— start Record set —

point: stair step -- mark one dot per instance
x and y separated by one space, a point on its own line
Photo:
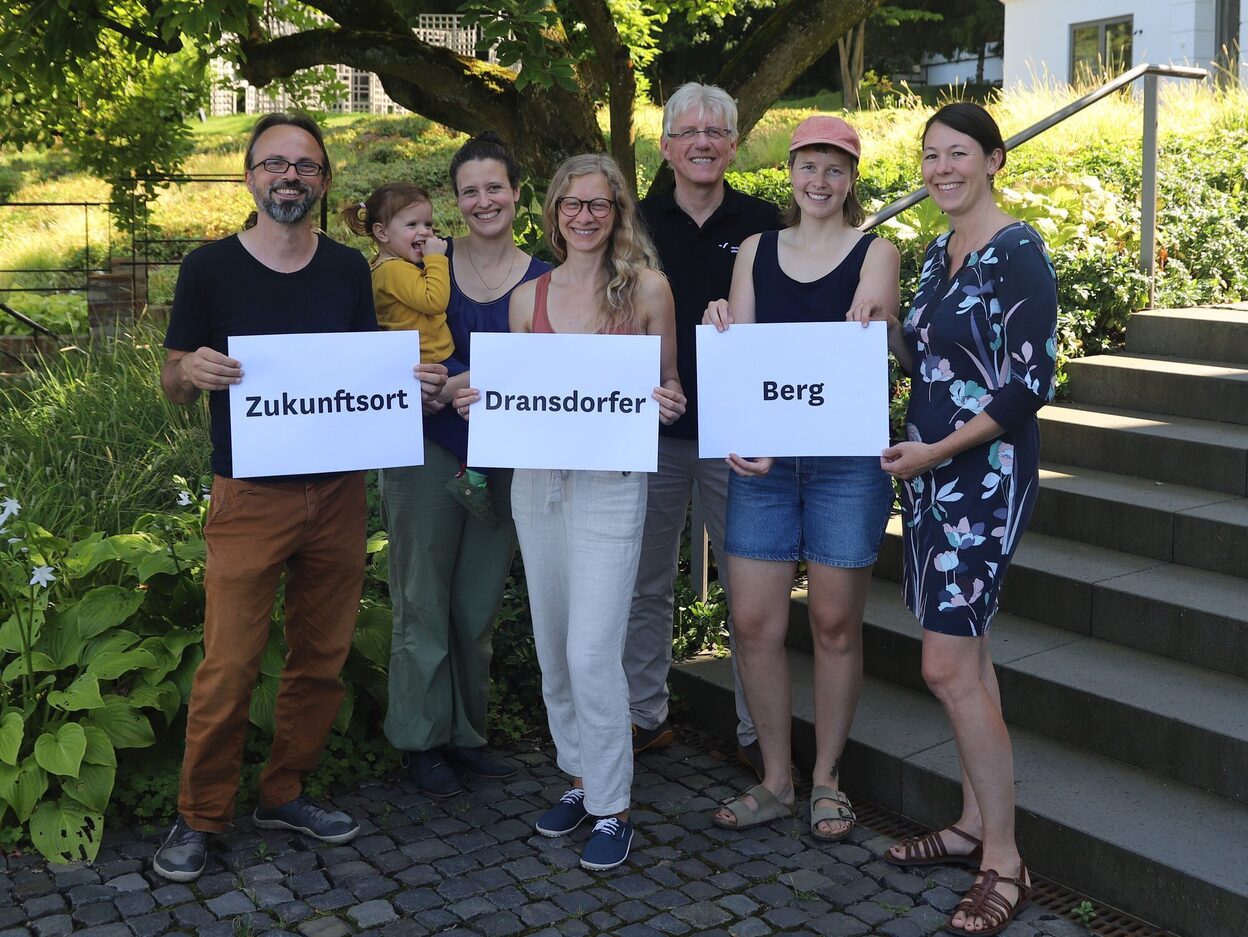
1187 614
1165 448
1157 714
1173 855
1202 332
1202 389
1174 523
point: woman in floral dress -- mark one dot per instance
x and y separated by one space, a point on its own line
980 347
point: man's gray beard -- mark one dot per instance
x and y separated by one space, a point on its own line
288 212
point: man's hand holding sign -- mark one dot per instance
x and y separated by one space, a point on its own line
325 402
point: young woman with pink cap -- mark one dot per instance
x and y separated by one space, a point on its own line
828 510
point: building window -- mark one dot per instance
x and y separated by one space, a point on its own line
1100 49
1227 41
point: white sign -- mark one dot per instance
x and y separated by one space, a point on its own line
326 402
564 402
793 388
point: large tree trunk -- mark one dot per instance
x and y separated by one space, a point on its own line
613 69
544 125
785 45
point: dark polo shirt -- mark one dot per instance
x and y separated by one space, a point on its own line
698 263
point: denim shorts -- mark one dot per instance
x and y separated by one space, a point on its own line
829 509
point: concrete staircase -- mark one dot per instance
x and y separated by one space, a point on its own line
1121 648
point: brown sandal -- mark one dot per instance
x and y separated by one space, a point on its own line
930 850
985 902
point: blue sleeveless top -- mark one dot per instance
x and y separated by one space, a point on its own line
466 316
778 297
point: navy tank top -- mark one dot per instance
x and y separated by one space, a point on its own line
778 297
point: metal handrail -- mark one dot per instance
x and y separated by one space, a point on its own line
1148 175
25 320
1147 218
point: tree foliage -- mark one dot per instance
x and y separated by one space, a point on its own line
574 54
120 110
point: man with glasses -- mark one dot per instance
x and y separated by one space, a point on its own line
276 277
697 228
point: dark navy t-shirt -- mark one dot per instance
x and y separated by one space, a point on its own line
224 291
698 262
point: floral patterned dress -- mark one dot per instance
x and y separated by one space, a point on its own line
984 341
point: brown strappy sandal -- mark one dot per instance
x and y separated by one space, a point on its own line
930 850
985 902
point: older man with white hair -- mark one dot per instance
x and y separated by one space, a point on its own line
697 228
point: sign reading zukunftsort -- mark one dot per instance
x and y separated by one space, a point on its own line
564 402
793 389
326 402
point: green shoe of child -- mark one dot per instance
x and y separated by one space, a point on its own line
473 495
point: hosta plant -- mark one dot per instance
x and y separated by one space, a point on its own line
99 636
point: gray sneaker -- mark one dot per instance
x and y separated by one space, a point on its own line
303 816
184 854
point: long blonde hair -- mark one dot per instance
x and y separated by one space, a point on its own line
629 250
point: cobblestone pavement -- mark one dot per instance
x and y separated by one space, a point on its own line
473 867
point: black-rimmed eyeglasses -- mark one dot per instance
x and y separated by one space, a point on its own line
598 207
711 134
303 167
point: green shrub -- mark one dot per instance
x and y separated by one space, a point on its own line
10 181
94 648
64 313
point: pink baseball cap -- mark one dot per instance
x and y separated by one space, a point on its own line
831 131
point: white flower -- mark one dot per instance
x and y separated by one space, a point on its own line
43 577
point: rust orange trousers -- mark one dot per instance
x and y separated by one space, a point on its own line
315 532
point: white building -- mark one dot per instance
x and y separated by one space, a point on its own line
1063 40
961 67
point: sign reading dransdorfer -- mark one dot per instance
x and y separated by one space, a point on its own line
793 389
326 402
564 402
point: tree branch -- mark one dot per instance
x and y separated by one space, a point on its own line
543 125
147 41
362 14
615 61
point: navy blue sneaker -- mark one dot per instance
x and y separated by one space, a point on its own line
431 774
564 816
184 854
303 816
608 847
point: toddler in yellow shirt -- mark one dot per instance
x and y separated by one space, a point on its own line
411 290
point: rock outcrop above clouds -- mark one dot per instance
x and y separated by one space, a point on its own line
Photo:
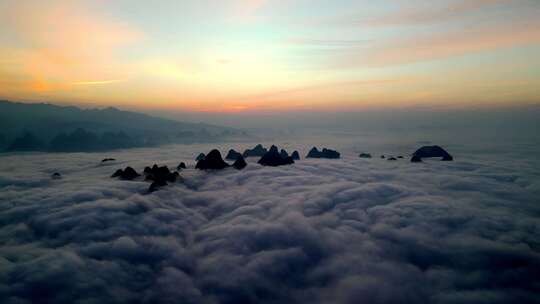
429 152
233 155
325 153
240 163
257 151
212 161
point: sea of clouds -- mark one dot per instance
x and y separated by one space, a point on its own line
320 231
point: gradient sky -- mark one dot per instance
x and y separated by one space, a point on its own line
269 55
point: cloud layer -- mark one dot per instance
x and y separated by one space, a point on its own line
322 231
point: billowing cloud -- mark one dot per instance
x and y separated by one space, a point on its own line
318 231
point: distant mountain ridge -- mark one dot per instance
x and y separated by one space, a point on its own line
48 127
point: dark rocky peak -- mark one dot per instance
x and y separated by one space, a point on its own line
233 155
432 151
212 161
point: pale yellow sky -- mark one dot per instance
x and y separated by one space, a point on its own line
264 55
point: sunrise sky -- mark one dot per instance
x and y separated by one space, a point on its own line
257 55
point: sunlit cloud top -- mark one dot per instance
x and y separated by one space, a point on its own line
265 55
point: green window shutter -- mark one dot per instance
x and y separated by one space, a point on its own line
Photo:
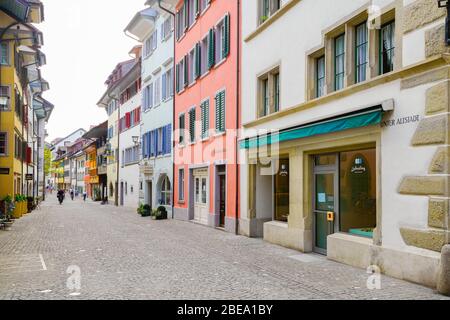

— end Record set —

§ **Problem to solve**: Pull out every one of the rows above, copying each line word for word, but leave the pictures out of your answer.

§ **Complete answer**:
point: stair step -- mark one dot per instance
x and y separated by one space, a point on its own line
Photo:
1187 614
1165 448
1157 714
1173 855
1202 332
1202 389
1174 523
point: woman in floral dress -- mark one dot per instance
x and y separated by one space, a point on its own line
980 347
point: man's gray beard -- mark one dot per instance
x and y separated by one space, a point on its own line
288 212
point: man's hand holding sign -- mark one dot per instance
x and y separated by one space, a point on its own line
325 402
point: young woman with pink cap -- mark one dot per instance
x and y separated by one space, a point on its own line
828 510
point: building window -- mark one dot per instance
x and y separated by one space, a point on its own line
1100 49
1227 41
point: white sign -- mark one dot per instance
x and y separated by one space, a point on its own line
326 402
564 402
793 388
point: large tree trunk -- mark one dot per instance
x and y separated by one space, a point on its own line
613 69
544 125
785 45
point: dark polo shirt -- mark one dot per instance
x and y separated by one space, a point on its own line
698 263
point: denim shorts -- mark one dot per instance
x and y separated by one space, a point on its own line
829 509
point: concrete staircase -- mark one dot per instance
x and y separated by one space, a point on its own line
1121 648
point: brown sandal -- mark one dot per instance
x and y separated by one space, a point on its own line
930 850
985 902
point: blue sleeveless top -- mark one dot per instance
x and y separated by one space, a point on its own line
466 316
778 297
point: navy tank top -- mark one dot per instance
x and y separated by one space, a point on its own line
778 297
point: metal handrail -- mark one dot per instance
x and y separated by one space, a point on its own line
1148 175
25 320
1147 218
point: tree foliage -- mark one dot per instance
x and y separated by one space, a point on its own line
574 54
120 110
point: man with glasses -- mark one dot per instance
x and y separated by one space, a point on its own line
276 277
697 228
point: dark navy t-shirt -- mark one dot per instance
x and y separated by one space, a point on its own line
224 291
698 262
point: floral patterned dress -- mark one dot per instance
x and y separated by one space, a point on its own line
984 341
point: brown strappy sandal -- mark one dot per instance
x and y separated by one space, a point on its own line
930 850
985 902
point: older man with white hair -- mark one dot per instance
x and y separated by one space, a point on its own line
697 228
point: sign reading zukunftsort -- mark one dot per instance
x and y separated by one space, a point on its own line
564 402
793 389
326 402
point: green shoe of child -- mark one dot per instance
x and y separated by one space, a point on its own line
473 495
point: hosta plant -- mark one dot per instance
x and y separated by one space, a point on its own line
99 636
point: gray sneaker -- mark one dot per instance
x and y separated by one space, a point on its own line
303 816
184 854
point: long blonde hair -- mark one dot per instance
x and y separated by one space, a point on its own line
629 250
point: cobblestone pavement -- mark one dot per instance
x and y separated by one space, a point on its own line
473 867
point: black-rimmed eyeglasses -- mark one dot per instance
x and y separated by one space, a point on its own line
598 207
711 134
303 167
point: green shrub -- mark one dot per instance
x and y separated by one space, a point on its own line
10 181
94 648
64 313
point: pink baseball cap -- mark one dot per instance
x and y separated by one space, a point on its own line
831 131
point: white flower -- mark one dot per instance
x and y separated by one space, a point on its own line
43 577
point: rust orange trousers -- mark one dot per instance
x and y separated by one space, a point on its own line
315 532
point: white building -- mark one dot per instance
x and y separated by one space, a point on its own line
1063 40
961 67
point: sign reading dransdorfer -- mark one dot per instance
x and y separated by one space, a point on its own line
793 389
326 402
564 402
point: tree branch -- mark one dot per instance
x and y separated by one space, a point on its own line
543 125
147 41
362 14
615 61
point: navy blue sneaker -- mark one dot per instance
x and y separated by one space, a point on its own line
431 774
564 816
184 854
303 816
608 847
point: toddler in yellow shirt -- mark one dot per instance
x and y separated by one space, a point on its own line
411 290
point: rock outcrop above clouds -- mark one dot per instance
x and y separated by one space, a point on its own line
Photo:
429 152
233 155
325 153
240 163
257 151
212 161
point: sea of clouds -- mark one dot per instance
x and y separated by one space, a point on its own line
320 231
point: gradient sky -- mark one dot per instance
x and y separated by one space, a point on its own line
269 55
point: cloud layer -- mark one dot per instance
x and y separated by one space, a point on its own line
322 231
point: billowing cloud -- mark one dot per instance
x and y separated by one space, a point on its own line
318 231
point: distant mountain ridge -- mark one dot per instance
x and y separated by one space, a point on its own line
48 127
point: dark rocky peak -- mark one dot per instance
x and y separated by one space, a point on its own line
233 155
432 151
212 161
point: pale yellow sky -- mark one dot per instance
x and y separated by one space, a point on its own line
264 55
point: sunrise sky -- mark one dot per instance
x and y separated by one space, a point on its own line
257 55
point: sunlit cloud top -- mark one dot per instance
x and y separated by one space, a point on its own line
265 55
point: green window shutter -- mark one dot per instance
x and y separated by one space, a point on its own line
Photo:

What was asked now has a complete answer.